» Selection

Fig. 300: Ostrea distorta. Fig. 301: Hemicidaris Purbeckensis.
Immediately below is a great and conspicuous stratum, twelve feet thick, formed of a vast accumulation of shells of _Ostrea distorta_ (Fig. 300), long familiar to geologists under the local name of “Cinder-bed.” In the uppermost part of this bed Professor Forbes discovered the first echinoderm (Fig. 301) as yet known in the Purbeck series, a species of _ Hemicidaris,_ a genus characteristic of the Oolitic period, and scarcely, if at all, distinguishable from a previously known Oolitic fossil. It was accompanied by a species of _Perna._ Below the Cinder-bed fresh-water strata are again seen, filled in many places with species of _Cypris_ (Fig. 302, _a, b, c_), and with _Valvata, Paludina, Planorbis, Limnæa, Physa_ (Fig. 303), and _Cyclas,_ all different from any occurring higher in the series. It will be seen that _Cypris fasciculata_ (Fig. 302, _b_) has tubercles at the end only of each valve, a character by which it can be immediately recognised. In fact, these minute crustaceans, almost as frequent in some of the shales as plates of mica in a micaceous sandstone, enable geologists at once to identify the Middle Purbeck in places far from the Dorsetshire cliffs, as, for example, in the Vale of Wardour in Wiltshire. Thick beds of chert occur in the Middle Purbeck filled with mollusca and cyprides of the genera already enumerated, in a beautiful state of preservation, often converted into chalcedony. Among these Professor Forbes met with gyrogonites (the spore-vessels of _Chara_), plants never until 1851 discovered in rocks older than the Eocene. About twenty feet below the “Cinder-bed” is a stratum two or three inches thick, in which fossil mammalia presently to be mentioned occur, and beneath this a thin band of greenish shales, with marine shells and impressions of leaves like those of a large _Zostera,_ forming the base of the Middle Purbeck.
Fig. 302: Cyprides from the Middle Purbecks.
Fig. 303: Physa Bristovii
_Fossil Mammalia of the Middle Purbeck._—In 1852,[1] after alluding to the discovery of numerous insects and air-breathing mollusca in the Purbeck strata, I remarked that, although no mammalia had then been found, “it was too soon to infer their non-existence on mere negative evidence.” Only two years after this remark was in print, Mr. W. R. Brodie found in the Middle Purbeck, about twenty feet below the “Cinder-bed” above alluded to, in Durdlestone Bay, portions of several small jaws with teeth, which Professor Owen recognised as belonging to a small mammifer of the insectivorous class, more closely allied in its dentition to the _ Amphitherium_ (or _Thylacotherium_) than to any existing type.

» What the task asks
According to the passage on the Purbeck strata, how thick is the stratum known locally as the "Cinder-bed"?

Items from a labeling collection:
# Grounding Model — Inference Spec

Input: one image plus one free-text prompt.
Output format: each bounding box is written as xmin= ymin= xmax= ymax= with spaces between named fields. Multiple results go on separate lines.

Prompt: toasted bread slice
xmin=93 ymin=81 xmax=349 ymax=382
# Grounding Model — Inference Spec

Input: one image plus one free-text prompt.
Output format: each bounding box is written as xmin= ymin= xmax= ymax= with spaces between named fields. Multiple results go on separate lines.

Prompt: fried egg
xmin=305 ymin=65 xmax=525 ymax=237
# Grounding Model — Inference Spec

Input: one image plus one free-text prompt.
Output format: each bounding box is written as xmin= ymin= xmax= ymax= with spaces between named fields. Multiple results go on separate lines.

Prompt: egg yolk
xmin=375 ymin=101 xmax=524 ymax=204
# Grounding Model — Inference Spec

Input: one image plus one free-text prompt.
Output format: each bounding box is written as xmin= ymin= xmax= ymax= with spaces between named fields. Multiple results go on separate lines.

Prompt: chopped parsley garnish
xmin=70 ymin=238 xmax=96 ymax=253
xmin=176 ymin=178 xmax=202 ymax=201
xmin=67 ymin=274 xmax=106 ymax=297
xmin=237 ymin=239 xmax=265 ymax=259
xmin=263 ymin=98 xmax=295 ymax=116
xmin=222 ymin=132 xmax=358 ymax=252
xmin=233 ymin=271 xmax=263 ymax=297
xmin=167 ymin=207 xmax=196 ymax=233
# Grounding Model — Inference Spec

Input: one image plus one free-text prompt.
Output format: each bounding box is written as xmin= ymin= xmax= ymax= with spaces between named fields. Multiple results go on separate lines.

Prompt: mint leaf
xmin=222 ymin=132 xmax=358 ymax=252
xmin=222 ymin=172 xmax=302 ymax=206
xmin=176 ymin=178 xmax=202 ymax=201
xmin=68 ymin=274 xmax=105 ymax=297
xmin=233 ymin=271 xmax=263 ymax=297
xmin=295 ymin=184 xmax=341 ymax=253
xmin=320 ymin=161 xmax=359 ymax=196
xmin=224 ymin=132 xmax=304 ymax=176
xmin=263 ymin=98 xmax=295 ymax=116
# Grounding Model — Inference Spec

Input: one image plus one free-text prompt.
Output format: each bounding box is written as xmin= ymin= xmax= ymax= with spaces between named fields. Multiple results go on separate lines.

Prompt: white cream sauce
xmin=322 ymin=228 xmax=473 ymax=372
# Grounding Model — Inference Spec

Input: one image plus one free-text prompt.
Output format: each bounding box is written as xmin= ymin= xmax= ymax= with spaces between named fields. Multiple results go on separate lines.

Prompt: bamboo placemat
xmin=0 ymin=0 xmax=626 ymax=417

» Exercise solution
It is twelve feet thick.